--- start of Input rows ---
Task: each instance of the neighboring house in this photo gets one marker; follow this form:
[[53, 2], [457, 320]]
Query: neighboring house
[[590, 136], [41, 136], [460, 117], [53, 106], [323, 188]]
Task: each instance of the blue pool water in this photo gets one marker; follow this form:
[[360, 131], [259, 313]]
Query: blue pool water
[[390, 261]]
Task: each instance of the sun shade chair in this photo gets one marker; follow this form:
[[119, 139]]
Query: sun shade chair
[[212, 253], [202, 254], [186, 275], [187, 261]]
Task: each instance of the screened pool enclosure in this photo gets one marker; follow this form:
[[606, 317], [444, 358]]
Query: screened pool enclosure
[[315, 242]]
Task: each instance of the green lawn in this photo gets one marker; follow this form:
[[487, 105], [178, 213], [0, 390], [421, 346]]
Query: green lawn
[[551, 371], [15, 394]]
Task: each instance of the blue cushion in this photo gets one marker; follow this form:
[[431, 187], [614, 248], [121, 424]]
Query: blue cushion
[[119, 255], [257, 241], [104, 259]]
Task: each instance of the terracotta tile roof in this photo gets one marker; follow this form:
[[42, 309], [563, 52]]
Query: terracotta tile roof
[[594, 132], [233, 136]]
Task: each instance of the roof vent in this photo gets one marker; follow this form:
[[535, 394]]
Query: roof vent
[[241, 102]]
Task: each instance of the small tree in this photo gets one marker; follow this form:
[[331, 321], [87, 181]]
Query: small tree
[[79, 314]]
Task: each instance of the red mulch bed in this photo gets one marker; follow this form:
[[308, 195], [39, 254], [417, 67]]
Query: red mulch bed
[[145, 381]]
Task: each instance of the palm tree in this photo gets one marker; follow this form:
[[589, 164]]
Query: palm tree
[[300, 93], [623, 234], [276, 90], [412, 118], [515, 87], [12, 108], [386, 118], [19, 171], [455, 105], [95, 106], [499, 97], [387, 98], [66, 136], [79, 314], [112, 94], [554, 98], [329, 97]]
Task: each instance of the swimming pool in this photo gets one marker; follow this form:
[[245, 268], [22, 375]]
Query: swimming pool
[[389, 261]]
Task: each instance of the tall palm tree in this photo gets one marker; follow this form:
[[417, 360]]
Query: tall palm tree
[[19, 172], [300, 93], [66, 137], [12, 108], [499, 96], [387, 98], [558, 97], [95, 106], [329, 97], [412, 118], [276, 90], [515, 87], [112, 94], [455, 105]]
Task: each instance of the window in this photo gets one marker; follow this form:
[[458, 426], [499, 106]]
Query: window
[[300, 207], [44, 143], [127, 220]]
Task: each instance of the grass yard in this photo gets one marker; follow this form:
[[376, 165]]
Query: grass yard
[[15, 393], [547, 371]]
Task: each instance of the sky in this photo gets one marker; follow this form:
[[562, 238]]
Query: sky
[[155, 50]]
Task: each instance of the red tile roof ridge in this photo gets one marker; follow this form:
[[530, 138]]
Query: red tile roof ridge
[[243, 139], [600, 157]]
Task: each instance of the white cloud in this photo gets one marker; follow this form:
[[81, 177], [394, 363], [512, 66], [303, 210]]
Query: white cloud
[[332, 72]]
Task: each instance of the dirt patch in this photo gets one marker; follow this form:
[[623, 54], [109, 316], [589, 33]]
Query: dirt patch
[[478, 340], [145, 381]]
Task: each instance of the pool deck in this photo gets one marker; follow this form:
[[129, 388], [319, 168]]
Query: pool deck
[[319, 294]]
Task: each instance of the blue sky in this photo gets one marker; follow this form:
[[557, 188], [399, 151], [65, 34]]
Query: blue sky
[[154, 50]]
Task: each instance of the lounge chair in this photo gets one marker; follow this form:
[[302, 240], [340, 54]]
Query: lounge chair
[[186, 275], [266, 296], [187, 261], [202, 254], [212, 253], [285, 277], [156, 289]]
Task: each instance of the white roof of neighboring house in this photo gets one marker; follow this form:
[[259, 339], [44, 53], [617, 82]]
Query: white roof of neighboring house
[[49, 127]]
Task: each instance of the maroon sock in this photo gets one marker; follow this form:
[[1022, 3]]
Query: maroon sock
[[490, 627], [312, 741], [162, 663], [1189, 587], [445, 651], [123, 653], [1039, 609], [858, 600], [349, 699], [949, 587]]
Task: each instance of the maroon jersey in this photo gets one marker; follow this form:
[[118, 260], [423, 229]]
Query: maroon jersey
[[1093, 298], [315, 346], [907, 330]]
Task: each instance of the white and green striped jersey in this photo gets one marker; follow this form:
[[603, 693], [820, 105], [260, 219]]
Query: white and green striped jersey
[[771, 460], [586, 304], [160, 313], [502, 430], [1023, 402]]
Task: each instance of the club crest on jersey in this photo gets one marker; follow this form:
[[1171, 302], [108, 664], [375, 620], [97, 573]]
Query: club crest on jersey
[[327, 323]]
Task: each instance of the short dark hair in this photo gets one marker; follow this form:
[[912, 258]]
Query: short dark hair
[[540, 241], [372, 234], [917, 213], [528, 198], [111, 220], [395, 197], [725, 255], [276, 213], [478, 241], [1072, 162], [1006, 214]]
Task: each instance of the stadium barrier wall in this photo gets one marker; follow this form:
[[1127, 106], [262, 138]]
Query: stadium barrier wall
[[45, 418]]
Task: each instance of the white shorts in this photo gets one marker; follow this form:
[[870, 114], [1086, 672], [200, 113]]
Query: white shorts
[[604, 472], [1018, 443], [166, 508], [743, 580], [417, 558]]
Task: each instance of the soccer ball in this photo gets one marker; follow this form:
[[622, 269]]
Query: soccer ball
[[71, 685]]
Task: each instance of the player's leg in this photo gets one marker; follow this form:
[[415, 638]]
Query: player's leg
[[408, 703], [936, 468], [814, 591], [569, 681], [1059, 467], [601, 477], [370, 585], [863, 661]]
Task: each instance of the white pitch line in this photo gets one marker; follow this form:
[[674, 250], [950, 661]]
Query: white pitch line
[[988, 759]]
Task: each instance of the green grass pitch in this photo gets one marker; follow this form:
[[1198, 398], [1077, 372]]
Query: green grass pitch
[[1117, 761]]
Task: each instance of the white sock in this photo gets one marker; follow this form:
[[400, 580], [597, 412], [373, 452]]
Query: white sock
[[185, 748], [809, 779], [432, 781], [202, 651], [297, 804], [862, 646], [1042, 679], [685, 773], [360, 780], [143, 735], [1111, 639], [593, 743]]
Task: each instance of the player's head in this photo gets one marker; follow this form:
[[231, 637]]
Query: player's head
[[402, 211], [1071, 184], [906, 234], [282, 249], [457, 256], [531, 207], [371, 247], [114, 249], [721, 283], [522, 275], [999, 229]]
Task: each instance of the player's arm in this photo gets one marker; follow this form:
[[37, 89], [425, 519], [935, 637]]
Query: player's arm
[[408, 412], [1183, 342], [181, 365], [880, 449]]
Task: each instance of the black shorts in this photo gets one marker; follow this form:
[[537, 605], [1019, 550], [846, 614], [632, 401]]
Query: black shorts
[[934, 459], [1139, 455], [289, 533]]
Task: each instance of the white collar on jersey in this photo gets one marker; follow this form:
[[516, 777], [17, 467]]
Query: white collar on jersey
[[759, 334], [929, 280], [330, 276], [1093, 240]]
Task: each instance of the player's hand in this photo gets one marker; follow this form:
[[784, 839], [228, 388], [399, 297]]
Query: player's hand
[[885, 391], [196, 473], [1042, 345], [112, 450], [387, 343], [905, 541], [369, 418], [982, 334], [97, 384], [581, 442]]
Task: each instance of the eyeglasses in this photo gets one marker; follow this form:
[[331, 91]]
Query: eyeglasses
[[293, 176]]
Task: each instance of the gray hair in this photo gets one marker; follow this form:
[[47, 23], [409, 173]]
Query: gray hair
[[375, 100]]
--- end of Input rows ---
Task directions:
Send back exactly the lines from the line with "Task: each instance of the white sock" through the end of the records.

Result for this exercise:
Task: each instance of the white sock in this photo gets one marker; follow this form:
[[400, 580], [597, 412], [373, 452]]
Query: white sock
[[185, 748], [809, 779], [432, 781], [202, 651], [297, 804], [862, 646], [1042, 679], [685, 773], [360, 780], [143, 735], [1111, 639], [593, 743]]
Task: each instance of the player's head in this photo gets one marker; follow this form:
[[231, 637]]
Query: player's head
[[402, 211], [1071, 184], [906, 234], [282, 249], [457, 256], [531, 207], [371, 247], [114, 249], [721, 283], [522, 275], [999, 229]]
Task: each instance of the player's arm in this photo gets one marker; follow this form:
[[37, 89], [425, 519], [935, 637]]
Query: player's arm
[[408, 412], [1183, 342], [181, 365], [880, 449]]
Task: each instance of the black shorts in this photo gets one marker; follow this form:
[[537, 605], [1019, 550], [846, 614], [632, 401]]
Query: black shorts
[[934, 459], [1139, 455], [289, 533]]
Task: each instance of the white collar on jersey in this photo gets one marker; follow this form:
[[516, 777], [17, 467]]
Query: white collar on jersey
[[759, 334], [929, 280], [330, 276], [1093, 240]]
Task: each instance of the player's hand in this photo gets one marker; follow this form:
[[784, 839], [228, 388], [399, 297]]
Query: player's hand
[[885, 391], [196, 473], [1042, 345], [112, 450], [387, 343], [905, 541], [369, 418], [982, 334], [97, 384], [581, 442]]
Task: each instance of the eyeglasses in this photo gets one marker; follow this form:
[[331, 91]]
Query: eyeglasses
[[293, 176]]
Task: each instance of the gray hair in this photo gets one marker; follow this form:
[[47, 23], [409, 173]]
Query: gray hair
[[375, 100]]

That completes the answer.